**READING PASSAGE:**
· · ·

Wow. Must be a normal. You know what? I'll give you my depression for a few days and then see if you can call someone with uncontrollable mental problems an idiot. Ass.

You know, I would like to take something like that for a few days, just to walk a mile in their shoes. But then they would have to go through chemotherapy for me.

I'm stuck at the "we started chatting over dinner". Wouldn't it be more of an FML if you two didn't? Also, maybe it's just a weird way of saying he's not into you?

talk to him more abt this and assure him u have no such intentions. he could just be a tad insecure. give it some time ?

wlddog 14

Dear god don't try to surprise this guy or sneak up behind him and yell "Boo!" You could give him a heart attack or get a fork in the chest. Never expect a normal relationship from someone that is unable to be an asset to your life. He sounds like a burden to me.

wow. people are disgustingly judgmental.

· · ·

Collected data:
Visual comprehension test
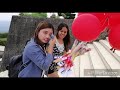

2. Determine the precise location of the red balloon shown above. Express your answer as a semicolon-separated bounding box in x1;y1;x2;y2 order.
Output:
108;13;120;28
108;24;120;50
72;14;101;42
78;13;108;31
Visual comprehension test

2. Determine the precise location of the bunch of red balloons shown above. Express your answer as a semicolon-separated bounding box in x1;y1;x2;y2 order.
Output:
72;13;120;50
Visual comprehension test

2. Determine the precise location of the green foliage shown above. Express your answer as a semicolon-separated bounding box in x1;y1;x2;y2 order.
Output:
19;13;47;18
0;33;8;46
0;33;8;38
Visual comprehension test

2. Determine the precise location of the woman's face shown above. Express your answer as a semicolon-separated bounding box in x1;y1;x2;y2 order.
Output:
38;28;53;43
58;27;67;39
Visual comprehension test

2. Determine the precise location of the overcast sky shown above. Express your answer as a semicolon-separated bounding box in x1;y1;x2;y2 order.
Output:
0;13;77;21
0;13;19;21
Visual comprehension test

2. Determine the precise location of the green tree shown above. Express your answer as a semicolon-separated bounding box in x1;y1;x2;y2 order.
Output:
58;13;75;19
19;13;47;18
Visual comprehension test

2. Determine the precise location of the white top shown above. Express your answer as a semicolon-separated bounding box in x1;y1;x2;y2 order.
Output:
55;39;64;53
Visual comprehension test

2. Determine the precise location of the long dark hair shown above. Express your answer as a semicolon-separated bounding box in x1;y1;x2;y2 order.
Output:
33;21;54;48
56;23;71;51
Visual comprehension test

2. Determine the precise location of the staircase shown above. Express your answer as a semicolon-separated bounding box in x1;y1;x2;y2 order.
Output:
72;38;120;77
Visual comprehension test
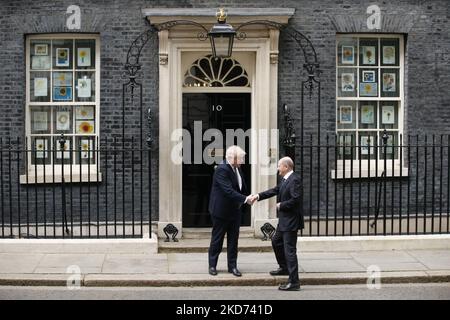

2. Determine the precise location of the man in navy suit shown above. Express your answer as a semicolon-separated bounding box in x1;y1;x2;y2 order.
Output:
251;157;304;291
208;146;253;277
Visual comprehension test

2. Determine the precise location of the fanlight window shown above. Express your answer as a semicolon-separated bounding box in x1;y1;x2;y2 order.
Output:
183;55;250;87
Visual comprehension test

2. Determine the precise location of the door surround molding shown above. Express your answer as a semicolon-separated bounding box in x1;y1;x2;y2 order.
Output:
150;8;293;237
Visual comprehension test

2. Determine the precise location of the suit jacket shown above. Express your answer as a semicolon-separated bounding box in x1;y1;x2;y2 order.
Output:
259;172;304;231
209;161;247;220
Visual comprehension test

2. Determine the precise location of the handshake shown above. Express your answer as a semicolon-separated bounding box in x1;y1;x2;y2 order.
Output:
245;194;259;205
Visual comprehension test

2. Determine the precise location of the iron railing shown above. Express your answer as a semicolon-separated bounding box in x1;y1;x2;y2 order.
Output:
0;135;450;238
0;136;152;238
297;133;450;236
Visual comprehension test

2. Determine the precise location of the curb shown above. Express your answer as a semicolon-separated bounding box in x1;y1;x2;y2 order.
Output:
0;272;450;287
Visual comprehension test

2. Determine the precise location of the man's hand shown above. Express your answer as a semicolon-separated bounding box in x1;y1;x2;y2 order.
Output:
245;194;259;205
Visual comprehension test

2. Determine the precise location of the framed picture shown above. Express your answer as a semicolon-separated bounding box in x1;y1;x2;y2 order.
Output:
34;78;48;97
31;111;50;133
341;73;355;92
361;104;375;124
383;46;395;64
53;87;72;101
75;106;94;120
362;70;375;82
53;72;72;87
34;44;48;56
55;111;71;131
77;48;91;67
76;120;95;134
56;140;70;160
56;48;70;67
339;106;353;123
362;46;376;65
381;106;395;124
359;82;378;97
31;56;51;70
342;46;355;64
383;73;396;92
361;136;375;155
33;139;49;159
77;79;91;98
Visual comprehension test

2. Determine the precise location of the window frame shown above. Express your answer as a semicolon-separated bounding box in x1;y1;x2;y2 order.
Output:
331;33;408;179
20;33;101;184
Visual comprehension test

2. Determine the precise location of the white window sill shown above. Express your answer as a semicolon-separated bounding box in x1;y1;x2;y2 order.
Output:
20;170;102;184
331;167;409;180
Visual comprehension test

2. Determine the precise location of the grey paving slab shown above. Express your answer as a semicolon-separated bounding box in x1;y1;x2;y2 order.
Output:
102;254;168;274
38;254;105;268
408;250;450;270
169;259;209;274
357;259;428;271
238;262;278;276
299;259;366;272
350;251;428;271
0;253;44;273
167;252;208;262
34;267;102;275
238;252;276;263
349;250;417;262
297;251;353;260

· · ·

**THINGS TO DO:**
1. Write out the comment thread word for word, from "You know, I" up to and including "chemotherapy for me.".
2. Carry on the comment thread from its final line.
The records bear no relation to the comment thread.

**ANSWERS TO THE PROBLEMS:**
1.
You know, I would like to take something like that for a few days, just to walk a mile in their shoes. But then they would have to go through chemotherapy for me.

2.
22cute 17

There's a fine line between being judgmental and looking out for yourself in a relationship. A lot of people (especially young women) are so busy trying to be "nice" that they end up in really bad situations. You have to have the wisdom to look out for danger in a relationship. No one else can do it for you. This IS a potentially dangerous relationship for OP. I'd keep it in the friend zone and move very slowly...if she has that much interest in continuing.

Mommyof2_91 10

48 is absolutely right. I've been there, he was paranoid and schizophrenic among other things.

wlddog 14

I know people don't like reality. They want to think everything will be ok. But this guy can be dangerous. It's pretty obvious the people that thumbed me down have no actual experience with people like this.

oh I understand that he can cause damage but what happened to giving someone a chance? you honestly spoke of him like he is a murderer and there wasn't any need. yes I understand that it'll cause difficulty but maybe op can find a way of dealing with it. he's been honest with her and he shouldn't be labelled a burden before they even give the relationship a go.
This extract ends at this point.